#### [EXERCISE TEXT]

***

Wildman, Scholar, Shaman, Papa
BY DANIEL DURHAM
Of gnarly Bards: ghostvoices in a throwaway worldWhat do you listen for? The earthis wounded. Earth can not make you whole.—David Wevill
BY DANIEL DURHAM
Gather the spirited ones, the stubborn poets, into an Equinox memorial for Jim White Bear Cody, wildman-scholar-shaman-papa: touchstones & riprap, flutesongs & many heady tales & a polyglot so like his own. There is a way, some of us came to believe over the years, that the “ideo-deities,”as Paz called them, would not be found out there but as we stumbled over them in here. Our stumbling stones were words. Jim Cody knew their powers, their failures, the knotty and difficult chores they entail.
At the end of his fine book, My Body Is A Flute, he takes pains in his “Notes” to give over to his reader certain hidden knowings of his own. First, a fine Poem—then reconnaisance of it:
Journey To The New World
I wander along the paths of Celtic mythology, German mythology, all the white myths, and when I get to the end of the path, when the Gotterdammerung has long been over and the gods, dead, long mouldered into basic elements, potassium, sodium, and basalt; when the Dagda no longer plays his harp for human ears, no longer emerging from his Sidhe, waiting for later times to understand his songs, and the Christ is long overdue, only now just come, I find myself along the east bank of the Rio Grande, with the subtle words of Finn MacCumhaill in my ear-blood, the white corn mother standing on the other side.

***

#### [DATA SUPPLIED]

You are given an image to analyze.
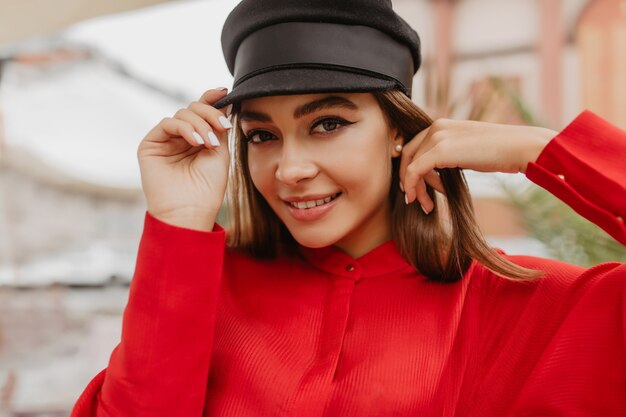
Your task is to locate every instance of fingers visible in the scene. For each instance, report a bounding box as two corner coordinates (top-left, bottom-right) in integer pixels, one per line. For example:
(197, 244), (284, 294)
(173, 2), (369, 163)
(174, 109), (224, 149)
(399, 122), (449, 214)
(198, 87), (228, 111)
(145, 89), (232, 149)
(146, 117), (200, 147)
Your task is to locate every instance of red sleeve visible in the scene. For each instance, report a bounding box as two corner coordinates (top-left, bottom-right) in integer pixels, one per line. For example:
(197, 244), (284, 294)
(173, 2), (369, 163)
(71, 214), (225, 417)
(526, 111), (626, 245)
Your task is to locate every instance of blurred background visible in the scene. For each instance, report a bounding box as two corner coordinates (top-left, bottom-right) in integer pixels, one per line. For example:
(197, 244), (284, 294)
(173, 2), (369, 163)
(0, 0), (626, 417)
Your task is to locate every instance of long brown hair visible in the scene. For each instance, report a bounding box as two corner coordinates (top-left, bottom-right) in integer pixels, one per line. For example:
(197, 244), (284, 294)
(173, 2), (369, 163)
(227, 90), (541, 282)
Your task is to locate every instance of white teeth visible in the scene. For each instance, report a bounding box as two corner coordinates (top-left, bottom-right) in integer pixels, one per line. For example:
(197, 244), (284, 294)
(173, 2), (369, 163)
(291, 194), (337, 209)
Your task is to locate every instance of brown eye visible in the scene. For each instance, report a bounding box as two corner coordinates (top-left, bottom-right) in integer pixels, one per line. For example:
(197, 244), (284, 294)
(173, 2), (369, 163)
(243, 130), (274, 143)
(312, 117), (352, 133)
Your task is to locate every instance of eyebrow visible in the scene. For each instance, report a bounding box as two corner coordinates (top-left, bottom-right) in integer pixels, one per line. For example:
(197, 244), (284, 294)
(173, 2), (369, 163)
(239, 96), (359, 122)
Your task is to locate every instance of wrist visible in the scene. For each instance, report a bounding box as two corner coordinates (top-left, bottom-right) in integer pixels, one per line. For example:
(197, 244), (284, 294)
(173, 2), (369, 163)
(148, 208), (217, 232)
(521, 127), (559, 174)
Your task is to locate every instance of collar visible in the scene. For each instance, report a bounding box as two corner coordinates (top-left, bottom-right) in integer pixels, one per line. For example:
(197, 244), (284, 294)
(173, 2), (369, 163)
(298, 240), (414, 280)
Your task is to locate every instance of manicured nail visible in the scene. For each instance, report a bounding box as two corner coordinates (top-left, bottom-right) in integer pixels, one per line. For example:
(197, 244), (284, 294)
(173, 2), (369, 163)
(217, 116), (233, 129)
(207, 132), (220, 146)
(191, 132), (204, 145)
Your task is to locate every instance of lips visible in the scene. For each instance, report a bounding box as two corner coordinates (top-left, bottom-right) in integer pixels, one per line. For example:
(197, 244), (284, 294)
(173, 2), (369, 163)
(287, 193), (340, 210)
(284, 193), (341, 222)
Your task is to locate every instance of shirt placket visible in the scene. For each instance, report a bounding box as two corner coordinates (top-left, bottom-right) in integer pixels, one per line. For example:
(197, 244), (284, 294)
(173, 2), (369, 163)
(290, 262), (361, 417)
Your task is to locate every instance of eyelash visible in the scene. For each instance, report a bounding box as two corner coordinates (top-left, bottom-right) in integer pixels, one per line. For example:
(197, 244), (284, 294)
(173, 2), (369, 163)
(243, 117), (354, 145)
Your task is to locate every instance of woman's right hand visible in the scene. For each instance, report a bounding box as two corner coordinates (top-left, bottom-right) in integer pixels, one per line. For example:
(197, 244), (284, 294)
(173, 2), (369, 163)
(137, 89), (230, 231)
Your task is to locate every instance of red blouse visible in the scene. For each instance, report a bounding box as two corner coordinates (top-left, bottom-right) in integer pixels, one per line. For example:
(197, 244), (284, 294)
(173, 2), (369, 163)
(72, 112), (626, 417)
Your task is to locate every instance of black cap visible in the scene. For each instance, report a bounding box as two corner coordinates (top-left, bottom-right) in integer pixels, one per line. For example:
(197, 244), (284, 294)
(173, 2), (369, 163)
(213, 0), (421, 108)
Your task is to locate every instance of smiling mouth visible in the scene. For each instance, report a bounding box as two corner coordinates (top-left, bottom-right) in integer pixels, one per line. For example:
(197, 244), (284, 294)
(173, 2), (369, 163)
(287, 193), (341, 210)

***

#### [COMPLETE THE FOLLOWING]
1/ In the memorial piece on Jim White Bear Cody, what is the title of the book whose "Notes" Cody uses to share some of his own hidden knowings?
2/ List every mythological or religious figure named in the poem "Journey To The New World" from the memorial piece on Jim White Bear Cody.
3/ Continue the memorial piece on Jim White Bear Cody, picking up right after the poem's last sentence.

#### [ANSWERS TO THE PROBLEMS]
1/ My Body Is A Flute

2/ the Dagda, the Christ, Finn MacCumhaill, the white corn mother

3/
We live, the philosopher Heidegger suggested, in the night of the world’s Night—the old gods dead, the new ones not yet arrived. Jim says in his notes: “Once when I lay ill on the banks of the Rio Grande near the Rio Grande Gorge south of Taos, New Mexico, I heard the voice of Finn McCumhaill tell me through the pounding rhythm of the blood in my ears that he had handed me over to the Americas.”
Jim tells us Dagda was the Earth god; Sidhe the huge mounds in the Irish countryside: home of the gods defeated by ancestors of the Gaels. And elsewhere Jim says he took corn woman as his goddess figure after she appeared to him in a dream. I like her image there, on “the other side.”
And from a farther shore, these words in Gustav Sobin’s Luminous Debris seem to echo with a glimpse of Jim’s own paths, both afoot and by the mind’s eye, as he moved among us. Sobin, poet-archeologist, says:
Adrift in a world of semiotic vacuity, lost to ourselves in the midst of so much electronic overload, we’ve begun, as if intuitively, haunting museums, consulting archives, sifting through the apparent detritus of long-ignored vestige. Here in Provence, for instance, each village has generated its own historian; each dilapidated roadside shrine, its own restorer. In default of a viable present, we’ve come to valorize the past as never before. Propelled forward, we’ve turned, quite manifestly, backward, looking for the signs, signatures, and substantiating echoes of a world that underlies our own.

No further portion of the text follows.